_EXERCISE DIRECTIONS_. Drop the pictures, then repeat every record exactly as it stands.

_INFORMATION SUPPLIED_.
-- Opening Marker --

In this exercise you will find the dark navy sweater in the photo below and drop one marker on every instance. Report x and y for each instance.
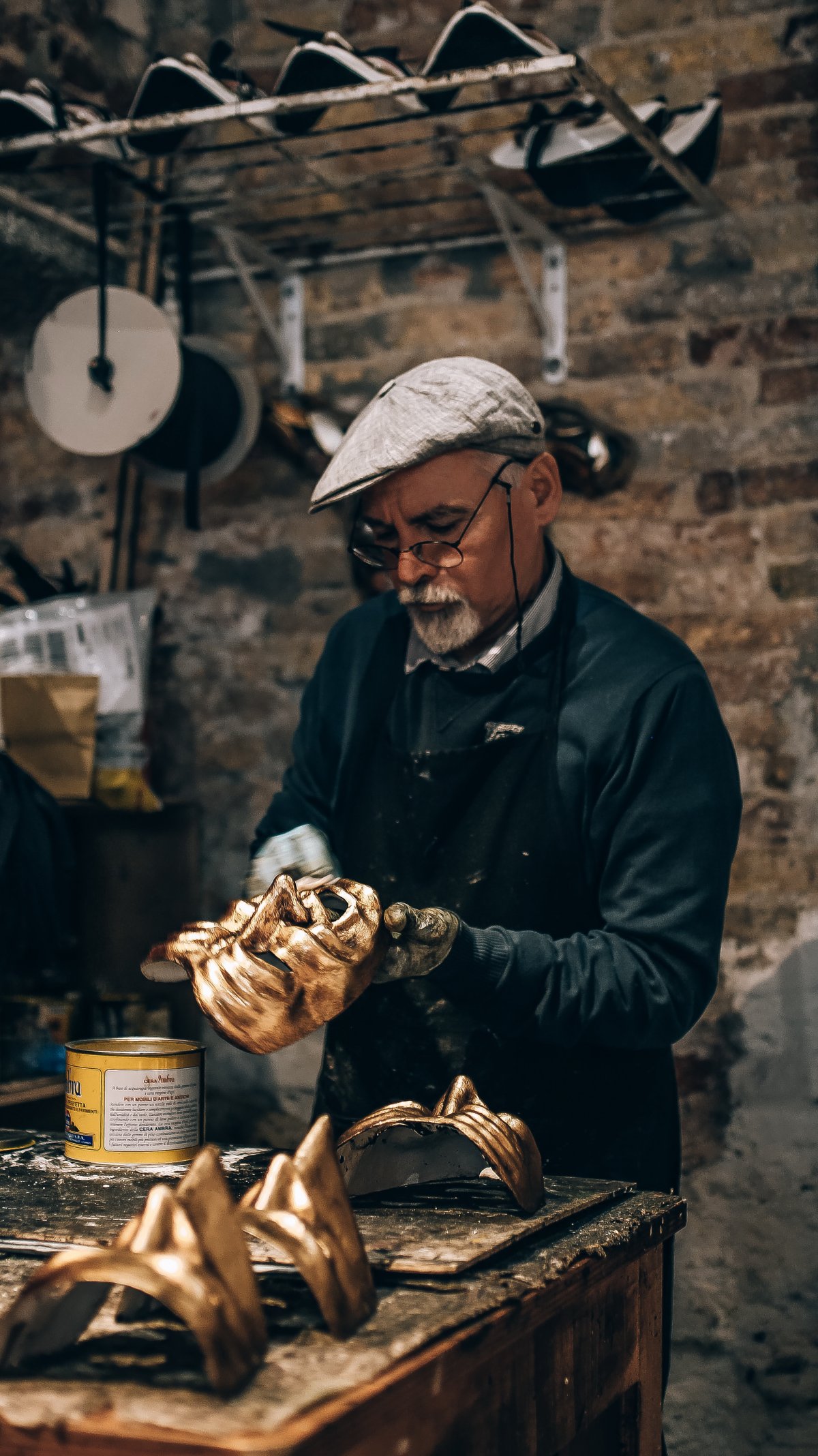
(648, 775)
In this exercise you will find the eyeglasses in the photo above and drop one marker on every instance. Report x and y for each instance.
(431, 553)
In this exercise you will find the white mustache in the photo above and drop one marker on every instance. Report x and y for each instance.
(427, 592)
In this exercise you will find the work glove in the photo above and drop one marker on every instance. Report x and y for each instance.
(420, 941)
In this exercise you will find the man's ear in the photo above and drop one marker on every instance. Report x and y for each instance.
(542, 478)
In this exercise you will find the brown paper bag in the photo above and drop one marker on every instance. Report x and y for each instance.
(48, 723)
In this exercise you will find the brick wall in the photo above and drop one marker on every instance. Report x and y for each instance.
(702, 339)
(699, 337)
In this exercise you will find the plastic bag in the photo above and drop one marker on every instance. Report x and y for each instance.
(105, 637)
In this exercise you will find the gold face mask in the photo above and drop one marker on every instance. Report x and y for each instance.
(303, 1209)
(405, 1143)
(282, 965)
(185, 1249)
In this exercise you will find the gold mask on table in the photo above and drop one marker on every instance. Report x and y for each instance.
(404, 1144)
(282, 965)
(185, 1249)
(303, 1209)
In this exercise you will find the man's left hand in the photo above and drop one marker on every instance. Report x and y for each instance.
(421, 941)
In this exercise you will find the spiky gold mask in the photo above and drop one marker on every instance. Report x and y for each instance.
(282, 965)
(187, 1251)
(303, 1209)
(184, 1249)
(404, 1143)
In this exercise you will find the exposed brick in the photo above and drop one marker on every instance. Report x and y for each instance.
(769, 88)
(757, 631)
(715, 493)
(788, 386)
(731, 344)
(773, 484)
(755, 922)
(740, 678)
(639, 350)
(755, 870)
(753, 44)
(768, 138)
(768, 819)
(798, 579)
(806, 185)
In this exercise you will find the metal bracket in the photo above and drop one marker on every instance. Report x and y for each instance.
(293, 333)
(549, 301)
(287, 337)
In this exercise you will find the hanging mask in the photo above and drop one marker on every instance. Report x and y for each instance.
(188, 85)
(325, 60)
(277, 967)
(593, 457)
(693, 137)
(479, 35)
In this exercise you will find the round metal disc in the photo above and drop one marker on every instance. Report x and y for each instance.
(12, 1140)
(147, 369)
(230, 415)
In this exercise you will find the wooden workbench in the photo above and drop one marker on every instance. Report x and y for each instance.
(552, 1347)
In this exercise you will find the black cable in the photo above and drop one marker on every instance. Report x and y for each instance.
(517, 603)
(101, 369)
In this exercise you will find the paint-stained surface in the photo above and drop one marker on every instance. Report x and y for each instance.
(437, 1229)
(152, 1374)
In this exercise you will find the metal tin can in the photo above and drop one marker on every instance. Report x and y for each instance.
(134, 1099)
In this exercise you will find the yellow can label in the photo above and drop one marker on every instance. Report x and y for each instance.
(133, 1108)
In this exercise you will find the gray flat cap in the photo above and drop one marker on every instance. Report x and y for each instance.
(451, 404)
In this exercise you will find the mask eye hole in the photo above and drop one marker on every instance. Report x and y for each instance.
(271, 960)
(334, 903)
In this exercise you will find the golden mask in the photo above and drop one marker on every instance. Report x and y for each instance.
(282, 965)
(404, 1143)
(185, 1249)
(303, 1209)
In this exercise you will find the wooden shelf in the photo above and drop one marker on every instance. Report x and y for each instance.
(31, 1089)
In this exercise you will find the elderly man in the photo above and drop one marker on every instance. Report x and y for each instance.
(534, 778)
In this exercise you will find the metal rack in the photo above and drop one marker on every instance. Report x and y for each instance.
(378, 177)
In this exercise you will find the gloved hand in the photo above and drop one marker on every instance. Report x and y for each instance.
(421, 941)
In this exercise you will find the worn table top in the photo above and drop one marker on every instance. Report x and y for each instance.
(438, 1229)
(150, 1375)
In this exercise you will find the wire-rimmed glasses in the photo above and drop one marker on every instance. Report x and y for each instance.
(431, 553)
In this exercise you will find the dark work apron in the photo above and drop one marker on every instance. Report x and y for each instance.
(483, 832)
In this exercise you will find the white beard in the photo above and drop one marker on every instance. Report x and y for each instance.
(446, 631)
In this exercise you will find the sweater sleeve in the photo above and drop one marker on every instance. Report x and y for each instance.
(309, 784)
(663, 828)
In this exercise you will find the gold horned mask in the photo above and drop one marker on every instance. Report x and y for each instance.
(185, 1249)
(302, 1206)
(404, 1143)
(282, 965)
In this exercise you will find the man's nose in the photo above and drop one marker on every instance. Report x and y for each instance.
(410, 570)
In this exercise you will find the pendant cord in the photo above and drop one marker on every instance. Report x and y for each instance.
(517, 603)
(101, 369)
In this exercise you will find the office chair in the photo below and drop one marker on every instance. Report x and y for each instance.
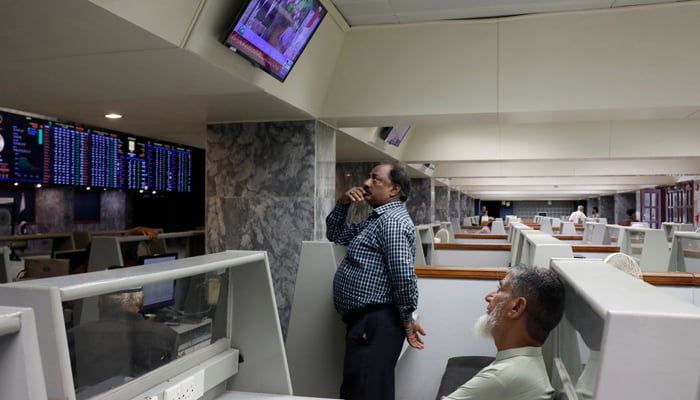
(443, 235)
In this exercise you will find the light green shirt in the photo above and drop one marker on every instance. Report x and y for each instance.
(516, 374)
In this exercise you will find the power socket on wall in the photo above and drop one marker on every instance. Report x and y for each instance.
(190, 388)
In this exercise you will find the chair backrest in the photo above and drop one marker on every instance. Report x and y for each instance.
(443, 235)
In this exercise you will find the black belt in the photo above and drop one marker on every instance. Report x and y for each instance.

-- Closing Marker --

_SOLUTION TO THIS TASK_.
In this exercise you will find the dark navy sweater in the photo below and drop one marker on every instance. Report x and y for each instance.
(648, 775)
In this exercise you will find the eyeglasses in the photo above and drop one marker on every instance. Report x and y for each instance.
(431, 553)
In this exercise you will find the white mustache in the photo above and drop one marker on every instance. Report x and y for each instance.
(427, 592)
In this exercise you will find the work glove in the photo above and drop one marker on every instance. Report x and y for each instance.
(420, 941)
In this exercise you will find the man's ear in the photo above and drop one marker on every instance. Report x and y for each instance.
(542, 478)
In this exercise you will find the brown paper bag in the photo above and drop one marker on every instance. Report x and y for each instance.
(48, 723)
In this exercise you will find the brick wall in the photo above and drop one marker on every instance. Report x and y for each instance.
(702, 339)
(699, 337)
In this exercise you will find the plastic bag in the photo above and drop one marker on every instance. Report x and y for each instance.
(105, 637)
In this exercise you will find the gold face mask in the photo above and drop one marker on every instance. Report x and y for each instance.
(303, 1209)
(405, 1143)
(282, 965)
(185, 1249)
In this exercise you will find the gold mask on table in the photo above and drop one marker on every instance. Report x and y for each instance.
(404, 1144)
(282, 965)
(185, 1249)
(303, 1209)
In this exercise you will find the man's left hand in the photo above and drop one marker on every instance. Report x and y for each instance.
(421, 941)
In this exercise you will find the spiky gold mask in the photo above and drop one marker on every instance. Report x and y for each instance.
(282, 965)
(187, 1251)
(303, 1209)
(184, 1249)
(404, 1143)
In this exercise you will find the exposed brick in the photo above and drop one marker on every instance. Report x and y for each instance.
(769, 88)
(757, 631)
(715, 493)
(788, 386)
(731, 344)
(773, 484)
(755, 922)
(740, 678)
(639, 350)
(755, 870)
(753, 44)
(768, 138)
(768, 819)
(798, 579)
(806, 185)
In this exercise you will find the metal bracket in the photo above and drop one marker on every instance. Report x and y for each instance.
(293, 333)
(549, 301)
(287, 337)
In this exercise you will find the hanging mask in the photo above and drop one marker on every instance. Report x and y for each instance.
(188, 85)
(325, 60)
(277, 967)
(593, 457)
(693, 137)
(479, 35)
In this exercise you will find the round metal disc in the photo above and drop one marker on every instance. Report x and y for each instance.
(12, 1140)
(147, 369)
(230, 415)
In this exercise you will find the wooden workbench in the photo above and drop one marker on every instance. Report x and y for each instance.
(552, 1347)
In this exercise you will find the black cable in the photo above and drop one marker on every instance. Report x and y for each instance.
(517, 603)
(101, 369)
In this exercise you will find the paint-stained surface in the photo above and drop one marker on every instance. Report x and y for each instance.
(437, 1229)
(152, 1374)
In this exercise you will find the metal tin can in the photo above and drop one marker on every instance. Report x and y for each instance.
(134, 1099)
In this exercise you will find the yellow can label in the photo above and drop one marker on every instance. Report x and y for each instance.
(133, 1108)
In this exercise you will find the gray flat cap in the photo above and drop one marker on every instance. Report x and y for each instance.
(451, 404)
In this exercise you will find the mask eye hole in the photo above and drop one marker on every instance. Report x and y for each instance.
(271, 960)
(334, 903)
In this exercise you will find the golden mask in the photo above and drop one marker on every instance. Report x and y for each instance.
(282, 965)
(404, 1143)
(185, 1249)
(303, 1209)
In this exercise you will find the wooden shelf in the photo above and drop one marker on every instance. Report x and y for each instance.
(31, 1089)
In this exercise you will find the elderly man in the photo above and drop one marker on every instance. Report x and y for each instance.
(534, 778)
In this exercise you will find the metal rack in the photo above and drop one marker on every instance. Report x and y for each instance.
(378, 177)
In this exercise you will find the gloved hand in the photo above and drop one marker on every instance. Report x and y for each instance.
(421, 941)
In this exercise you will find the worn table top in the photo above and drop one marker on every instance. Report x and y for each instance.
(438, 1229)
(150, 1375)
In this exercise you will find the wire-rimmed glasses in the photo above and drop one marker on every instance. Report x and y for each instance.
(431, 553)
In this exercise you will find the dark work apron in the photo above and drop one marker on every instance. Report x and y for each instance.
(483, 832)
In this exercise you will find the white beard in the photo above and drop one marker on every instance. Report x and y for each instance.
(446, 631)
In this exercise you will find the sweater sleeve in the photo above and drop one marker on every instance. Report x and y for each instance.
(309, 784)
(663, 828)
In this exercise you will find the gold horned mask in the photo above and drop one marker on every instance. Report x and y for each instance.
(185, 1249)
(302, 1206)
(404, 1143)
(282, 965)
In this exercise you will find the man's nose in the photo above and drop one marker on every instance. Report x and y for each instance.
(410, 570)
In this exercise you will find the pendant cord in the photo above and drop one marker on every instance. Report x and y for each instance.
(517, 603)
(101, 369)
In this exercise you will find the office chair in the photo below and drop one marker on every instance. Report x and y for each instance.
(443, 235)
In this exercise you will find the light green shirt in the photo above and drop one marker on every instance. Report x and y for each instance.
(516, 374)
In this exercise you will find the power socket on wall in the photo above and drop one marker on every instance. Report x and y for each instance.
(190, 388)
In this exercise you will find the chair backrest in the photo above and drop one marker on every instance. Report x and y for each instance.
(443, 235)
In this exercise you will find the black belt in the photo above and drop one marker on every instance. Report x and y for each instance.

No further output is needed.